What to work on — The records below need to be repeated exactly, with every picture left out.

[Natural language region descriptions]
§

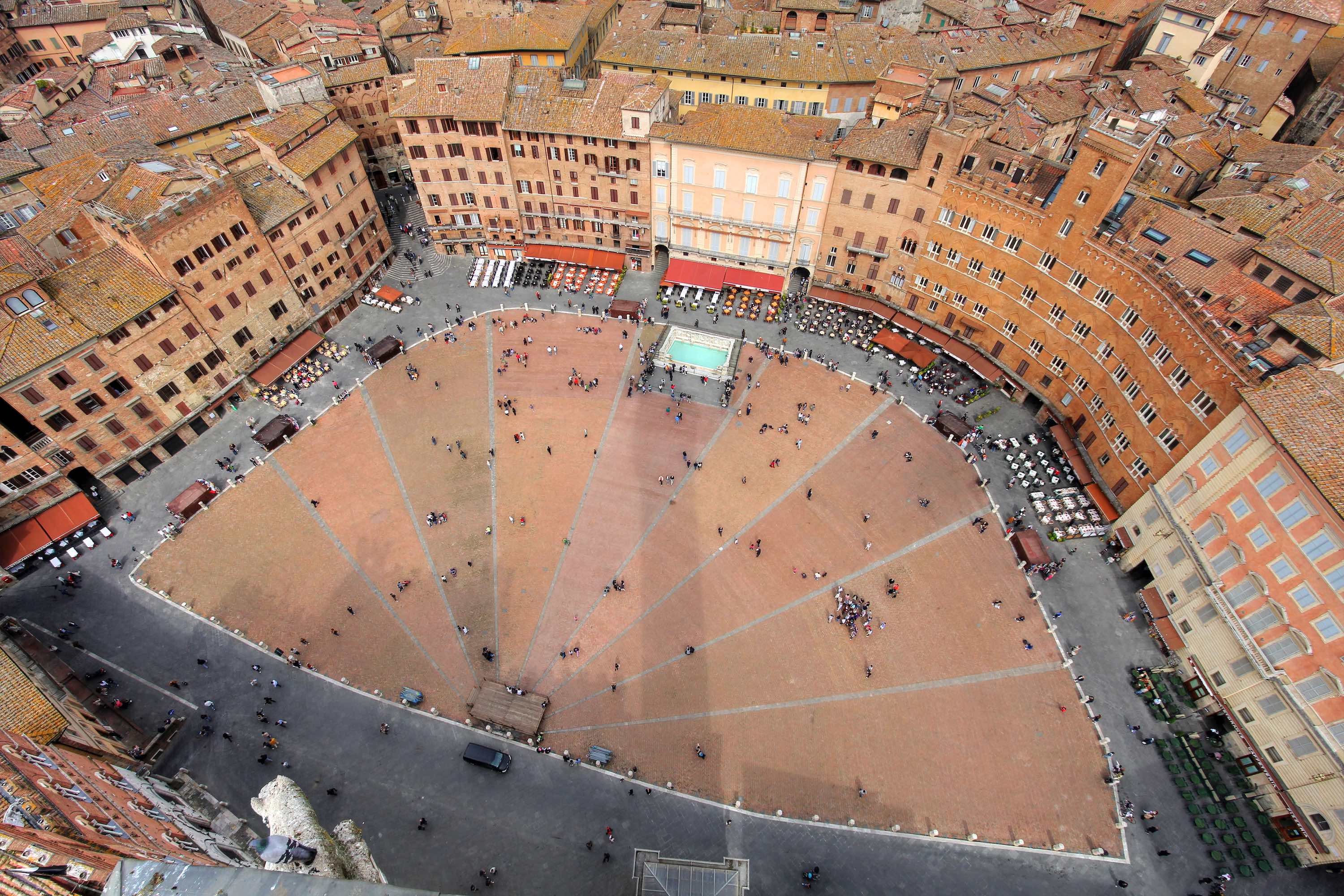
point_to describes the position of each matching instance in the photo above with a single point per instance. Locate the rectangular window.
(1271, 484)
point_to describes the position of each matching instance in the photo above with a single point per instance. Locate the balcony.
(733, 222)
(750, 260)
(863, 250)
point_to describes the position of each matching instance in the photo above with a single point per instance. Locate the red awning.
(70, 515)
(1029, 547)
(932, 335)
(687, 273)
(886, 339)
(22, 542)
(918, 355)
(1103, 503)
(850, 300)
(982, 366)
(576, 256)
(753, 280)
(1168, 633)
(1152, 602)
(187, 503)
(287, 358)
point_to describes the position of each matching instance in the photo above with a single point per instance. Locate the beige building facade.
(1246, 556)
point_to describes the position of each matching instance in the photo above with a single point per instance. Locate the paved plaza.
(590, 485)
(959, 727)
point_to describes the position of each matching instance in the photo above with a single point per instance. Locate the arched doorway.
(86, 481)
(797, 279)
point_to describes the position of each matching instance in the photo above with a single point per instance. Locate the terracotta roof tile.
(271, 199)
(66, 14)
(452, 86)
(107, 289)
(538, 103)
(25, 708)
(896, 143)
(1304, 410)
(851, 56)
(757, 131)
(357, 73)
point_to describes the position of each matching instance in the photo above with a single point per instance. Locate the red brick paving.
(715, 495)
(994, 758)
(343, 465)
(990, 757)
(439, 480)
(258, 562)
(621, 504)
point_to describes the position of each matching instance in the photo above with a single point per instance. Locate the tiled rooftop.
(271, 199)
(538, 103)
(896, 143)
(1304, 410)
(757, 131)
(25, 708)
(452, 86)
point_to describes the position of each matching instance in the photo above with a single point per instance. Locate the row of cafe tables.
(50, 535)
(744, 293)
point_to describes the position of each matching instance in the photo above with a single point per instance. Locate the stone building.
(115, 809)
(1086, 323)
(582, 147)
(745, 187)
(1244, 543)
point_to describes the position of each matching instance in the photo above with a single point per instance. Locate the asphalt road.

§

Answer to this problem —
point_to describes the position of each matching instance in the photo above with a single point per instance. Locate the rectangular window.
(1271, 484)
point_to describes the position of each matching instance in the photo above with a single point per instance. Locate the balcony.
(733, 222)
(750, 260)
(863, 250)
point_to describes the position of each matching instance in the photo above with a single point per instance. Locate the red awning.
(70, 515)
(1029, 547)
(932, 335)
(687, 273)
(886, 339)
(22, 542)
(918, 355)
(1103, 503)
(850, 300)
(982, 366)
(576, 256)
(753, 280)
(1168, 633)
(1152, 602)
(187, 503)
(287, 358)
point_to describes the position of each matching instance in the photo above with a single point per instance. Locate the beige building facade.
(1246, 556)
point_to describes the position of each matching instance in the photo above with a single point per instance. Locate the paved plaza.
(590, 485)
(959, 727)
point_to describes the position of each matching instance in the photo above with a single point per instance. Locate the arched doorway.
(86, 481)
(797, 279)
point_to describes the position of each matching instance in the photo above with a single point per instance. Locate the terracotta roof tile.
(271, 199)
(66, 14)
(452, 86)
(107, 289)
(538, 103)
(25, 708)
(896, 143)
(1304, 410)
(851, 56)
(757, 131)
(357, 73)
point_to describes the position of each matching instance in the photo above with a single point per instance. Locate the red brick paving.
(715, 495)
(994, 758)
(343, 465)
(990, 757)
(439, 480)
(258, 562)
(621, 504)
point_to describes the position of each matching instance in the photo above with a single point per instance. Locate the tiled rooftop.
(271, 199)
(538, 103)
(896, 143)
(1304, 410)
(757, 131)
(25, 708)
(452, 86)
point_to describes the position of each matching instance in the photo above with a single point per instance. Locate the row of cafe tables.
(50, 535)
(744, 293)
point_to describes the position of each matching instance in the photo above with a single point per instance. Locate the stone building.
(115, 809)
(1086, 323)
(582, 147)
(745, 187)
(1244, 543)
point_to describes the position of each matching instance in the photo above with a single point per instance. Locate the asphalt road.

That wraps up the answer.